--- start Provided records ---

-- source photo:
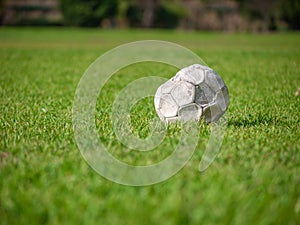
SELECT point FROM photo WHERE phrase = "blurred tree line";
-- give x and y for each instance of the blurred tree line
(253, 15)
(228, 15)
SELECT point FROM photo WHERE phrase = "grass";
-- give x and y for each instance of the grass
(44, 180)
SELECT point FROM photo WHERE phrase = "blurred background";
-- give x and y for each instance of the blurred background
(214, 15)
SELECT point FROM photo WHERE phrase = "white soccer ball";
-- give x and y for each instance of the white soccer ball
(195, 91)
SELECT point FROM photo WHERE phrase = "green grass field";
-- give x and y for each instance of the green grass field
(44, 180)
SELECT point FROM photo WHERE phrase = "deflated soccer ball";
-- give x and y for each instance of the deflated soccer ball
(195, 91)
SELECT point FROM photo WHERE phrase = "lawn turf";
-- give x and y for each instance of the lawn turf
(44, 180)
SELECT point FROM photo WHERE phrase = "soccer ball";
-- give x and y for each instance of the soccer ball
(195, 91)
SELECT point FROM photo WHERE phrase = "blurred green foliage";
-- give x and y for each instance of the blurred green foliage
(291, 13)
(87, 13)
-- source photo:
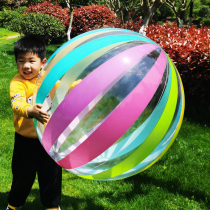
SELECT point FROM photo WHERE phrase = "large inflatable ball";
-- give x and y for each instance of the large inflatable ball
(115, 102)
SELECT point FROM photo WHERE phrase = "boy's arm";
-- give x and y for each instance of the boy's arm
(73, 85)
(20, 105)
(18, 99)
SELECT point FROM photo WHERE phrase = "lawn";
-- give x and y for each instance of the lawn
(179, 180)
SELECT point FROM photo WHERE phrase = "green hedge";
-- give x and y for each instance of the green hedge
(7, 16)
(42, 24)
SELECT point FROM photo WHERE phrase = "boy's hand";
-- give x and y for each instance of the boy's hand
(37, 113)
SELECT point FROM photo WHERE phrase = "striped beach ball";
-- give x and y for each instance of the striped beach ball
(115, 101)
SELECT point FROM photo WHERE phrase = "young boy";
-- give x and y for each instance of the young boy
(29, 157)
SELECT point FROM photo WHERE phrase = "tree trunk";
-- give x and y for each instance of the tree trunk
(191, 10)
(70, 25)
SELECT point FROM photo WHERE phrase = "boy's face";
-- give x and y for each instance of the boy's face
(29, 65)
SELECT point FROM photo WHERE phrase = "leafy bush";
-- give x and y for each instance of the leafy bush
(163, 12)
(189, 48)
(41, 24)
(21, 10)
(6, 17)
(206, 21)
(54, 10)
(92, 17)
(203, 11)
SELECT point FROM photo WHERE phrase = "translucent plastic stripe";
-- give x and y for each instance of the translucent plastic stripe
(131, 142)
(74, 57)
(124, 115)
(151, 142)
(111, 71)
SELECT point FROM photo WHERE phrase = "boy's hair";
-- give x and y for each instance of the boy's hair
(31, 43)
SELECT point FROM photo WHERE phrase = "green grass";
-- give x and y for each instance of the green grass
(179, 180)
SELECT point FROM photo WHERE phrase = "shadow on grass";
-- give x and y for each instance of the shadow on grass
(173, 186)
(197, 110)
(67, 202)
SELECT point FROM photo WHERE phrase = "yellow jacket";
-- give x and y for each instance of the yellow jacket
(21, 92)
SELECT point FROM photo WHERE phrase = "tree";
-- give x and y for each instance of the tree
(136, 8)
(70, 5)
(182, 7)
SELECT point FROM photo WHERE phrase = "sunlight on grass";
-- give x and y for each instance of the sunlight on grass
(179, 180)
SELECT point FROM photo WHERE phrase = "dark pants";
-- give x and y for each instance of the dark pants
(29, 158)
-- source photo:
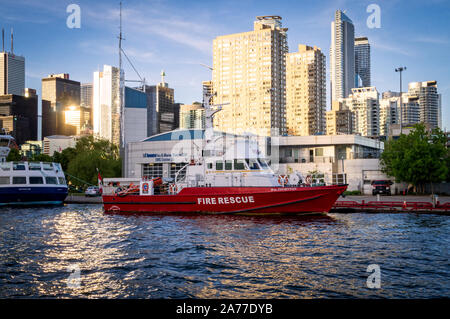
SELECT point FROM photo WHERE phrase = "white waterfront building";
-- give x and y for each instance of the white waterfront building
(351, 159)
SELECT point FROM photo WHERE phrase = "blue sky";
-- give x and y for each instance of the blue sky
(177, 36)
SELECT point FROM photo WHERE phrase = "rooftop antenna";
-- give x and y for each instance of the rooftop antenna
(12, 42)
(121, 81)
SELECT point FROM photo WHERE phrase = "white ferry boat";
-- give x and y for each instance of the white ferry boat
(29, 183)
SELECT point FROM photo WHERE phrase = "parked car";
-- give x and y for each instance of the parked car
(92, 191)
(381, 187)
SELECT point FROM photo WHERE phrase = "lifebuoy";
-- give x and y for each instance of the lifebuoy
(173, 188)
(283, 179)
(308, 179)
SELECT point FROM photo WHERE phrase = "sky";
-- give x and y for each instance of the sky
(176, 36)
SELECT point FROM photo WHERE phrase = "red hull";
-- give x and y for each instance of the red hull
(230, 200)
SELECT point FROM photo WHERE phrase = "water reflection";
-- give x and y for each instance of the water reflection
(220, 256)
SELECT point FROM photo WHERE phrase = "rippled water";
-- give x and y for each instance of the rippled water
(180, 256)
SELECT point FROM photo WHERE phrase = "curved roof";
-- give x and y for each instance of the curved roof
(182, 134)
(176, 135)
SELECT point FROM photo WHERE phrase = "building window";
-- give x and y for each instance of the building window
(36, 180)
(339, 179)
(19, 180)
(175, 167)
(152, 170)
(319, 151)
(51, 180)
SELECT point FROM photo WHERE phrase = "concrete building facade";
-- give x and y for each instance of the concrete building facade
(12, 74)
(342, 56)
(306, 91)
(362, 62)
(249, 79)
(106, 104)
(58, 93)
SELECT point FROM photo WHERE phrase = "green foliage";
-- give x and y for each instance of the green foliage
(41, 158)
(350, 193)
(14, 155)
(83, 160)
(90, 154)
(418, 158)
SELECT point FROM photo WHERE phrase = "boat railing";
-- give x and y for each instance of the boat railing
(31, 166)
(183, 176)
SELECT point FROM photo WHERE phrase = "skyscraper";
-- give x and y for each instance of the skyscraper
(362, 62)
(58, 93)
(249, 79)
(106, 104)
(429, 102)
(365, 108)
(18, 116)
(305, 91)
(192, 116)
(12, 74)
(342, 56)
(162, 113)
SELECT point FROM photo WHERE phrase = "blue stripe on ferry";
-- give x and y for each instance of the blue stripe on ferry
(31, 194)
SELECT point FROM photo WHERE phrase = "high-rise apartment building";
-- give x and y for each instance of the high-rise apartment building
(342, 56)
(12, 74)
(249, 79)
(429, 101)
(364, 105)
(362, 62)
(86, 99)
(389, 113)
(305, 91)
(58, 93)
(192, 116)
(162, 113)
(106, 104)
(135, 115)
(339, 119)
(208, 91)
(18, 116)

--- end Provided records ---

**Aim**
Extract all the data above exactly, excluding every picture.

**Result below**
-- source photo:
SELECT point FROM photo WHERE phrase = "blurred tree line";
-- give x and y for each instance of the blurred tree line
(253, 15)
(228, 15)
SELECT point FROM photo WHERE phrase = "grass";
-- give x and y for each instance of the grass
(44, 180)
SELECT point FROM photo WHERE phrase = "blurred background";
-- give x and y for each instance of the blurred background
(214, 15)
SELECT point FROM photo WHERE phrase = "white soccer ball";
-- give x and y for each instance of the white soccer ball
(195, 91)
SELECT point FROM photo WHERE phrase = "green grass field";
-- give x and y for each instance of the green grass field
(44, 180)
SELECT point FROM photo WHERE phrase = "deflated soccer ball";
-- give x and y for each instance of the deflated soccer ball
(195, 91)
SELECT point FROM photo WHERE phrase = "lawn turf";
-- give x and y for each instance of the lawn turf
(44, 180)
SELECT point FROM photo WHERE phrase = "soccer ball";
-- give x and y for each instance of the soccer ball
(195, 91)
SELECT point FROM photo WHERE phrase = "blurred green foliage";
-- give x and y for each instance of the blurred green foliage
(291, 13)
(87, 13)
-- source photo:
SELECT point FROM photo WHERE phrase = "large inflatable ball";
-- give x and y for each instance of the large inflatable ball
(115, 102)
SELECT point FROM photo WHERE phrase = "boy's arm";
-- give x and y for each instance of the boy's arm
(73, 85)
(20, 105)
(18, 99)
SELECT point FROM photo WHERE phrase = "lawn";
-- give x and y for each instance of the lawn
(179, 180)
SELECT point FROM photo WHERE phrase = "green hedge";
-- give x and y for each instance of the green hedge
(7, 16)
(42, 24)
SELECT point FROM photo WHERE phrase = "boy's hand";
-- give x and y for each instance of the boy's hand
(37, 113)
SELECT point FROM photo WHERE phrase = "striped beach ball";
-- give x and y for each instance of the striped beach ball
(115, 101)
SELECT point FROM photo WHERE phrase = "young boy";
-- give x and y for each instance of the young boy
(29, 157)
SELECT point FROM photo WHERE phrase = "tree trunk";
-- give x and y for each instance of the tree trunk
(191, 10)
(70, 25)
SELECT point FROM photo WHERE phrase = "boy's face";
-- give x and y for each instance of the boy's face
(29, 65)
SELECT point FROM photo WHERE phrase = "leafy bush";
-- give x and y for each instance of the leafy bush
(163, 12)
(189, 48)
(41, 24)
(21, 10)
(6, 17)
(206, 21)
(54, 10)
(92, 17)
(203, 11)
SELECT point FROM photo WHERE phrase = "translucent plastic stripe";
-- give x and y for each instance of the translucent plastic stripe
(131, 142)
(74, 57)
(124, 115)
(151, 142)
(111, 71)
SELECT point FROM photo WHERE phrase = "boy's hair";
-- give x and y for each instance of the boy's hair
(31, 43)
SELECT point FROM photo WHERE phrase = "green grass";
-- give x and y for each instance of the green grass
(179, 180)
SELECT point FROM photo WHERE phrase = "shadow on grass";
-- give x and y for each instance of the shadow on grass
(173, 186)
(197, 110)
(67, 202)
SELECT point FROM photo WHERE phrase = "yellow jacket";
-- give x and y for each instance of the yellow jacket
(21, 92)
SELECT point FROM photo WHERE phrase = "tree";
-- give x and y for each instance of the tree
(136, 8)
(70, 5)
(182, 7)
SELECT point FROM photo WHERE phrase = "sunlight on grass";
-- give x and y for each instance of the sunlight on grass
(179, 180)
SELECT point FROM photo WHERE phrase = "dark pants";
-- give x and y for each instance of the dark pants
(29, 158)
-- source photo:
SELECT point FROM photo WHERE phrase = "white waterfront building";
-- give x and y for each instance of the white waterfront building
(351, 159)
SELECT point FROM photo WHERE phrase = "blue sky";
-- give x and y for each instance of the blue sky
(177, 36)
SELECT point FROM photo WHERE phrase = "rooftop antenna";
-- give x and y for each instance of the rooftop antenna
(12, 42)
(121, 81)
SELECT point FROM photo WHERE phrase = "white ferry boat";
-- give x and y for each instance of the white ferry boat
(29, 183)
SELECT point FROM photo WHERE phrase = "parked car";
-- give x and y for each instance of the parked car
(92, 191)
(381, 187)
SELECT point FROM photo WHERE phrase = "lifebuoy";
-- give x and y for each instance of the lifebuoy
(173, 188)
(283, 179)
(308, 179)
SELECT point FROM photo WHERE phrase = "sky";
-- give x and y for each instance of the sky
(176, 36)
SELECT point FROM photo WHERE phrase = "red hull";
-- give x and y for each instance of the red hull
(230, 200)
SELECT point FROM photo WHERE phrase = "water reflection";
-- give x and y for each instance of the water reflection
(220, 256)
SELECT point FROM photo WHERE phrase = "rippled water";
-- give x and y for each instance of the rippled water
(180, 256)
SELECT point FROM photo WHERE phrase = "curved roof";
-- give x and y for each instance of the curved roof
(182, 134)
(176, 135)
SELECT point FROM photo WHERE phrase = "building window";
-- give x and y for each instance of the building window
(36, 180)
(339, 179)
(19, 180)
(175, 167)
(152, 170)
(319, 151)
(51, 180)
SELECT point FROM photo WHERE phrase = "concrete building facade";
-- give x and y for each instance of the concrete building facade
(12, 74)
(342, 56)
(306, 91)
(362, 62)
(249, 79)
(106, 104)
(58, 93)
SELECT point FROM photo WHERE phrase = "green foliage";
-- give x and y for each instance of the green foliage
(41, 158)
(350, 193)
(14, 155)
(83, 160)
(90, 154)
(418, 158)
SELECT point FROM photo WHERE phrase = "boat railing";
-- give x and y for each instance of the boat railing
(31, 166)
(183, 176)
SELECT point FROM photo WHERE phrase = "skyscraper";
-- give x and y for each instance of the skyscraper
(362, 62)
(58, 93)
(249, 79)
(106, 104)
(429, 102)
(365, 108)
(18, 116)
(305, 91)
(192, 116)
(12, 74)
(342, 56)
(162, 113)
SELECT point FROM photo WHERE phrase = "blue stripe on ferry";
-- give x and y for each instance of the blue stripe on ferry
(31, 194)
SELECT point FROM photo WHERE phrase = "high-rise apartment building";
-- give x and y for each instance of the high-rise apartment building
(342, 56)
(12, 74)
(249, 79)
(429, 101)
(364, 105)
(362, 62)
(86, 99)
(389, 113)
(305, 91)
(58, 93)
(192, 116)
(162, 113)
(106, 104)
(135, 115)
(339, 119)
(208, 91)
(18, 116)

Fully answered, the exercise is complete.